■ Stated goal
Reproduce each of the records below word for word, leaving out the pictures.

=====

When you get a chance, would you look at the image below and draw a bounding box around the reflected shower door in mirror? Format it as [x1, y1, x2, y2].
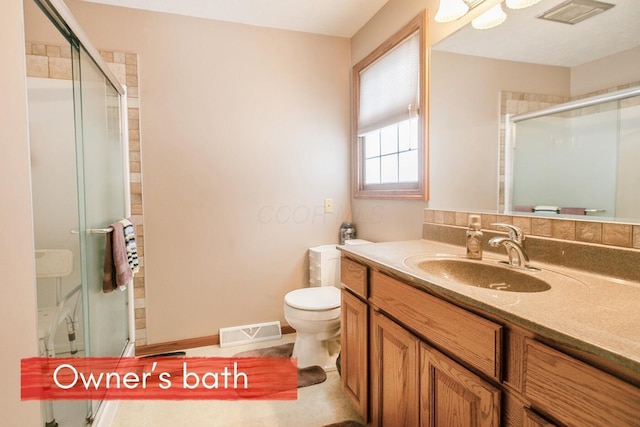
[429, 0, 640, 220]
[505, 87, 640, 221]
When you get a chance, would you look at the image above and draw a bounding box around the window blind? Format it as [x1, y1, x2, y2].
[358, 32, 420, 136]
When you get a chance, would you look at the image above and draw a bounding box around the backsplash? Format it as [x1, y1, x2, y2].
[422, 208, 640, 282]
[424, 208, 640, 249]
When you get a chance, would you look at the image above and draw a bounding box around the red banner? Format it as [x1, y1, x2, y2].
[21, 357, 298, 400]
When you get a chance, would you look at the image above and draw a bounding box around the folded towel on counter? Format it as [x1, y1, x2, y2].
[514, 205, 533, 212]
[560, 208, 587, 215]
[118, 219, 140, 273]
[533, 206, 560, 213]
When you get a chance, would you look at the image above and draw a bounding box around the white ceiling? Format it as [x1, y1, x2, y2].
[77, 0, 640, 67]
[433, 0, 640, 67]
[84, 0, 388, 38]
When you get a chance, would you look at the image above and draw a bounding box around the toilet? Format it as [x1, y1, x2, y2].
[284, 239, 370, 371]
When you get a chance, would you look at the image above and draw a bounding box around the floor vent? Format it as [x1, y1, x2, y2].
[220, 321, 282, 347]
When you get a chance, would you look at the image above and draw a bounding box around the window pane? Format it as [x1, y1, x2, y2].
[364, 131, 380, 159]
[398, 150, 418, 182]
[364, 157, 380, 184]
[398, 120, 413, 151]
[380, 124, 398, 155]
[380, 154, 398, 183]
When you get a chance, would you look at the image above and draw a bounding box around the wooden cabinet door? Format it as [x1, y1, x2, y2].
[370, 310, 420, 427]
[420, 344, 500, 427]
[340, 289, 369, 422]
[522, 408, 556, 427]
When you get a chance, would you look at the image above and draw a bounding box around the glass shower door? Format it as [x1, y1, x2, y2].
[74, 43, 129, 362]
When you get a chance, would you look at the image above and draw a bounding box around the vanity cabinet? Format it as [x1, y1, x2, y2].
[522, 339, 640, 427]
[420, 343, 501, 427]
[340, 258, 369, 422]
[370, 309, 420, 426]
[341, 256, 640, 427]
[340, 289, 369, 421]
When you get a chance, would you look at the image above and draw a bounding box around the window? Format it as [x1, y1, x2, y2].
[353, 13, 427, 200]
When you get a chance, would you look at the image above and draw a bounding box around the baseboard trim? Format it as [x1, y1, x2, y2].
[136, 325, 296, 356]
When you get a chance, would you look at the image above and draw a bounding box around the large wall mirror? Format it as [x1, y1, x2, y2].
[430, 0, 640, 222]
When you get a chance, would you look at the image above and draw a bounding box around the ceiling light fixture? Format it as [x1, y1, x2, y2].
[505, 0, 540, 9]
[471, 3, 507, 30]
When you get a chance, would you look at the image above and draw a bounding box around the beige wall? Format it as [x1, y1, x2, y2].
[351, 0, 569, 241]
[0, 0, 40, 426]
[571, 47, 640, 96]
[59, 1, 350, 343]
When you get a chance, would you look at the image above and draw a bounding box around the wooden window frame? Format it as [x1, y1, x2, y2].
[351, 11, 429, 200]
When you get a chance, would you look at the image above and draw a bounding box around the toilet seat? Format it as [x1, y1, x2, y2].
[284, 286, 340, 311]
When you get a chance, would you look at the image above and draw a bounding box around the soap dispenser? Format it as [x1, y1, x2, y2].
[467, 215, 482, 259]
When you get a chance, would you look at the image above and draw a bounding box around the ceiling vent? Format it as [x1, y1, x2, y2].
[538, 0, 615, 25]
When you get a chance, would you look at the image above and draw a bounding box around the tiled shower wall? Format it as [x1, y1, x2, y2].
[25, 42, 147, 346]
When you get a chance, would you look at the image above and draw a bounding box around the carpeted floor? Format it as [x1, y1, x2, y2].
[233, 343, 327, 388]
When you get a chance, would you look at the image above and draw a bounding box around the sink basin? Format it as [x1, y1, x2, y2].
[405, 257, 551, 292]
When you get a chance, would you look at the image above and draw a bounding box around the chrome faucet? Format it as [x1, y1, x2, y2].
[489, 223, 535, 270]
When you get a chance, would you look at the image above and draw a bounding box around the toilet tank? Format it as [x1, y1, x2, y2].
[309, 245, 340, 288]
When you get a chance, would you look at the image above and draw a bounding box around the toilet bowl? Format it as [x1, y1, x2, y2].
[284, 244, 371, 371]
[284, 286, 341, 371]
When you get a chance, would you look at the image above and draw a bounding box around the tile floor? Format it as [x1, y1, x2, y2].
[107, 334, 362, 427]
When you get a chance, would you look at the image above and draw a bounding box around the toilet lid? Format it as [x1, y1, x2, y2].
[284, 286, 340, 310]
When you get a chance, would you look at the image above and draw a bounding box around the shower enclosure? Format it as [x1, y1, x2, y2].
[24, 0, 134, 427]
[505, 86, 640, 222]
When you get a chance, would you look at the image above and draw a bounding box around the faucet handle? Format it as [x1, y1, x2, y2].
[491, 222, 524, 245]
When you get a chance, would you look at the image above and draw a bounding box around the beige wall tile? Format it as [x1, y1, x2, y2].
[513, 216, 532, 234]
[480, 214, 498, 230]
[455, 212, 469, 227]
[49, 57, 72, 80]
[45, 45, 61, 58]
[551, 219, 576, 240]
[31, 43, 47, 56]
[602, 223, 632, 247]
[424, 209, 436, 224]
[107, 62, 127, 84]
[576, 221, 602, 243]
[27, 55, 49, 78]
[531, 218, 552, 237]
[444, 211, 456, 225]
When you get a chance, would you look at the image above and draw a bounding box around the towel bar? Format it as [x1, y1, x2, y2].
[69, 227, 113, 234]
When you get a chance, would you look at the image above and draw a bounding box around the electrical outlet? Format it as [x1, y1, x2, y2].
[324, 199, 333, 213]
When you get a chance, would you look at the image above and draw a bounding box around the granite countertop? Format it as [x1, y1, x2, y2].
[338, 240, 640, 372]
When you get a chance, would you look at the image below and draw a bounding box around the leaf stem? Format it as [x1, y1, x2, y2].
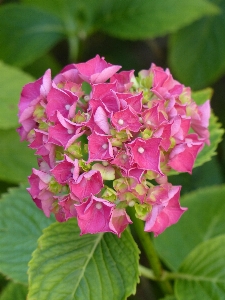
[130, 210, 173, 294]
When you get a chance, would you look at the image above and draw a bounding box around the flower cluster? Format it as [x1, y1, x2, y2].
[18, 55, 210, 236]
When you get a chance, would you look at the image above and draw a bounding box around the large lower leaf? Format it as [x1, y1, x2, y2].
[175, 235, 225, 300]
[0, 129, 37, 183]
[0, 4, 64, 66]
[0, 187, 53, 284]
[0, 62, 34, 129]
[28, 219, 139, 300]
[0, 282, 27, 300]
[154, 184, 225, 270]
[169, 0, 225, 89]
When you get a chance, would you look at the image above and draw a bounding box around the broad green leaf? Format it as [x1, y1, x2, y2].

=====

■ Written solution
When you get a chance, would you look at the image below and draw a bounding box around the reflected shower door in mirror? Format it as [x1, y1, x2, y2].
[429, 0, 640, 220]
[505, 87, 640, 221]
When you get a chance, would you look at the image above and draw a bounding box around the window blind? Format it as [x1, y1, x2, y2].
[358, 32, 420, 136]
When you get a chance, would you look at the image above and draw a bounding box around the backsplash? Format it as [x1, y1, x2, y2].
[422, 208, 640, 282]
[424, 208, 640, 249]
When you get a chance, would you look at the image above and draw a bounding box around the red banner? Format it as [x1, y1, x2, y2].
[21, 357, 298, 400]
When you get a chance, would you look at the image above and draw a bounding box around the folded towel on counter? Format it as [x1, y1, x2, y2].
[514, 205, 533, 212]
[560, 208, 587, 215]
[118, 219, 140, 273]
[533, 206, 560, 213]
When you get a chance, would you look at the image above and draw a bounding box around the white ceiling? Format it as [x1, y1, x2, y2].
[77, 0, 640, 67]
[433, 0, 640, 67]
[84, 0, 388, 38]
When you get a chance, would you look at the image above and draw a bounding box around the toilet? Format it as [x1, y1, x2, y2].
[284, 239, 370, 371]
When you get a chance, would you look at the image above and draw a bounding box around the floor vent? Format it as [x1, y1, x2, y2].
[220, 321, 282, 347]
When you get a chance, would you look at the image above and draw a bounding box around the window pane? Format it as [x1, y1, x2, y2].
[364, 131, 380, 159]
[398, 150, 418, 182]
[364, 157, 380, 184]
[398, 120, 413, 151]
[380, 124, 398, 155]
[380, 154, 398, 183]
When you get a chance, would you look at the image above and draw a bounding box around the wooden cabinet door? Format it as [x1, y1, x2, y2].
[370, 310, 420, 427]
[420, 344, 500, 427]
[340, 289, 369, 422]
[522, 408, 556, 427]
When you get a chance, would you look at the image above and draw a bounding box around the glass shower door? Format it as [x1, y1, x2, y2].
[74, 43, 129, 362]
When you get a chance, would you look at the image above and draw a bounding box around the vanity cabinet? Format it as [x1, y1, x2, y2].
[522, 339, 640, 427]
[420, 343, 501, 427]
[340, 258, 369, 422]
[370, 309, 420, 426]
[341, 256, 640, 427]
[340, 289, 369, 421]
When you get a chance, would you look at the image above and draw a bounding box around the window? Format it as [x1, y1, x2, y2].
[353, 13, 427, 200]
When you get a chance, would you look at the image above and draw a bounding box around the baseboard trim? Format it as [x1, y1, x2, y2].
[136, 325, 296, 356]
When you get a chance, would you look at the image above and draw a bounding box around the large wall mirror? Format it as [x1, y1, x2, y2].
[430, 0, 640, 222]
When you get a chance, would you look at the image above and draw a bounding box around the ceiling light fixture? Format it as [x1, y1, x2, y2].
[505, 0, 540, 9]
[471, 3, 507, 30]
When you get a chance, would you look at the image above and draw a bounding box around the beige wall? Format it as [x1, y1, x2, y2].
[351, 0, 569, 241]
[0, 0, 40, 426]
[571, 47, 640, 96]
[59, 1, 350, 343]
When you get a chance, would you look at the image above and draw a bounding box around the wooden window frame? Format it as [x1, y1, x2, y2].
[351, 11, 429, 200]
When you get a chance, would you look at the image above and draw a bounding box around the toilet seat? Format it as [x1, y1, x2, y2].
[284, 286, 340, 311]
When you get a chance, would you look at the image above and draw a bounding box around the soap dispenser? Format it as [x1, y1, x2, y2].
[467, 215, 482, 259]
When you get a chance, would you look at the image above and draw a bounding box around the ceiling vent? Format it as [x1, y1, x2, y2].
[538, 0, 615, 25]
When you get a chance, would you look at the image above and draw a bounding box around the tiled shower wall? Format it as [x1, y1, x2, y2].
[25, 42, 147, 346]
When you get a chance, would you look at the image above and draw a bounding box around the carpeted floor? Format it as [x1, y1, x2, y2].
[233, 343, 327, 388]
When you get a chance, would you look at the image above and draw a bounding box around the sink basin? Format it as [x1, y1, x2, y2].
[405, 257, 551, 292]
When you get a chance, would you look at the image above and draw a bounding box around the chrome faucet? Format it as [x1, y1, x2, y2].
[489, 223, 535, 270]
When you get a chance, would you look at the image above and draw a bounding box around the toilet tank? Format it as [x1, y1, x2, y2].
[309, 245, 340, 288]
When you get a chance, would you look at the image above and draw a bounding box around the toilet bowl? Format it as [x1, y1, x2, y2].
[284, 244, 371, 371]
[284, 286, 341, 371]
When you get a chance, would you look at the image above and draw a bounding box around the tile floor? Format it as [x1, y1, x2, y2].
[107, 334, 362, 427]
When you get a chance, would you look at the image above and draw a bounding box around the toilet lid? Format it as [x1, y1, x2, y2].
[284, 286, 340, 310]
When you get a chance, would you look at the image above and draw a bounding box around the shower enclosure? Format it as [x1, y1, x2, y2].
[24, 0, 134, 427]
[505, 86, 640, 222]
When you get a chance, would you look at the image above and draw a bounding box around the faucet handle? Format it as [x1, y1, x2, y2].
[491, 222, 524, 245]
When you get a chance, would you look at the image above and draw a bounding box around the beige wall tile? Format it as [x1, y1, x2, y2].
[513, 216, 532, 234]
[480, 214, 498, 230]
[455, 212, 469, 227]
[49, 57, 72, 80]
[45, 45, 61, 58]
[551, 219, 576, 240]
[31, 43, 47, 56]
[602, 223, 632, 247]
[424, 209, 436, 224]
[107, 62, 127, 84]
[576, 221, 602, 243]
[27, 55, 49, 78]
[531, 218, 552, 237]
[444, 211, 456, 225]
When you get a chance, would you look at the image above and draw a bounding box around the towel bar? Format it as [x1, y1, x2, y2].
[69, 227, 113, 234]
When you get a chance, would you look at the image above and draw a bounding box around the electrical outlet? Format it as [x1, y1, x2, y2].
[324, 199, 333, 213]
When you get a chance, would you look at the image above and draw a bounding box around the granite countertop? Format it as [x1, y1, x2, y2].
[338, 240, 640, 372]
When you get a chance, would you look at the image below and draw a bounding box around the leaf stem? Format it as [x1, y1, x2, y2].
[130, 210, 173, 294]
When you get a chance, would you look at the image above and draw a bounding box around the flower cluster? Format it as [x1, y1, x2, y2].
[18, 55, 210, 236]
When you get a chance, would you look at the image above and draw a bounding box around the large lower leaf? Format it as [x1, y1, x2, y2].
[175, 235, 225, 300]
[0, 129, 37, 183]
[0, 4, 64, 66]
[0, 187, 53, 284]
[0, 62, 34, 129]
[28, 219, 139, 300]
[0, 282, 27, 300]
[154, 184, 225, 270]
[169, 0, 225, 89]
When you get a chance, would you look at the image above and draw a bounding box around the broad green leaf? Format it as [x1, y1, x2, y2].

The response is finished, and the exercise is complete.